You would think there’s plenty of material for this on the web, but surprisingly I can’t find what I need. And AI has been uniformly awful.
I have what I think is a simple problem: a 0v to 3.3v input that I want to scale/bias to -5v to +5v. Supply is +/- 9v. The op-amp I have handy is the OPA134. I know I just need to set up some resistor network and figure out the values.
The one seemingly useful calculator I found was this one:
And this page in particular:
But… the case 2 calculator doesn’t work! All the others do. And the math is pretty hairy with that R1||R2 in there. Ugh. Do I really have to come up with my own solver?
Ok. I know how op-amps work, mostly. I can have a circuit that ties the inverting input to each of Vin, Vref (+/- 9v), and Vout with a resistor each, and the non-inverting input to ground. Set one of them to 10k or something and solve for the others. They have to satisfy:
Vin/R1 + Vref/R2 + Vout/Rf = 0
…since the currents must sum to zero and the voltage is also zero. I’ll just solve for Vin=0/Vout=-5 and Vin=3.3/Vout=5.
Except… it’s unsolvable. One of the other resistances has to be negative. And I don’t want to complicate the circuit with a negative resistance.
I guess I need four resistors. Probably in the topology in the case 2 diagram above? Or am I missing something and three resistors would work? And is there a solver out there that will handle gain and bias?
For the parameters you want, you have m = 3.0303.. and b = 5\text{ V}. This implies that R_2/(R_1 + R_2) \approx 0.2736 for V_\text{ref} = 9 \text{ V}, or R_1/R_2 \approx 2.655.

**What you are asked to do:** Can you carry on the op-amp scaling thread, picking up after its last sentence? The lines have no connection to the op-amp thread.

**Given information:**
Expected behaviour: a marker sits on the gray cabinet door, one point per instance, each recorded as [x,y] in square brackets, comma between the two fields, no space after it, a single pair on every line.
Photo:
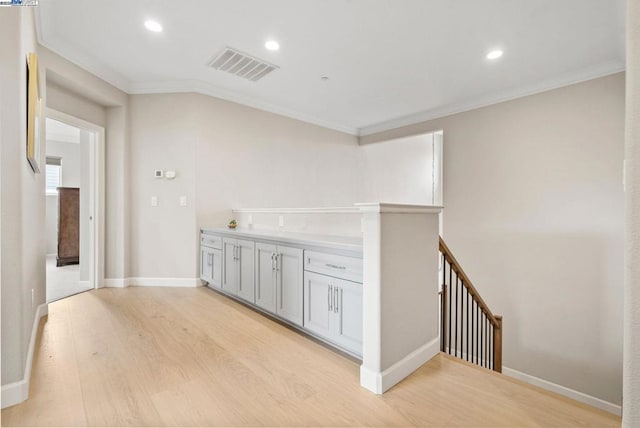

**Task answer:**
So if I wanted to find a solution, I would first find a pair of resistors out of the resistor series I’m using that approximated this ratio; then figure out what R_1 \parallel R_2 is (I assume this is the parallel combination of R_1 and R_2); and then determine R_f and R_g from that. It will also help to note you must have
If you’re using E24 resistors, R_1 = 4.3 and R_2 = 1.6 (in whatever decade of resistance is appropriate) hits that ratio within 2%, which is well within the tolerance of E24 resistors. You then have R_1 \parallel R_2 = 1.17, which simplifies your life when you go to calculate R_f and R_g from the equation for m.
Assuming you want to use the positive supply to provide the offset:
Input to non-inverting input of opamp.
Pick feedback resistor Rf from output to inverting input.
Resistor R1=1.8Rf from positive supply to inverting input.
Resistor R2=0.68Rf from inverting input to ground.
This gives non-inverting gain (1 + Rf/(R1||R2)) = 3.03 so 0 to 3.3V maps to 0 to 10V
This gives offset of -Vsupply(Rf/R1) = -5V to set ouput range from -5V to +5V
No, I just thought that three resistors supports two ratios, and I have two unknowns to solve for, so it might work. And it would, except that for some reason Digikey doesn’t stock negative resistors.
Oh! That’s a very good observation. Makes the solution trivial in fact. That entire term is constant.
Either side is suitable. But wait: that’s a three-resistor solution. Different topology than I first tried, though. And just E12 series resistors, to boot. I’ll give this a try.
I also took a stab at it. Final circuit is on Page 4. Let me know if it works.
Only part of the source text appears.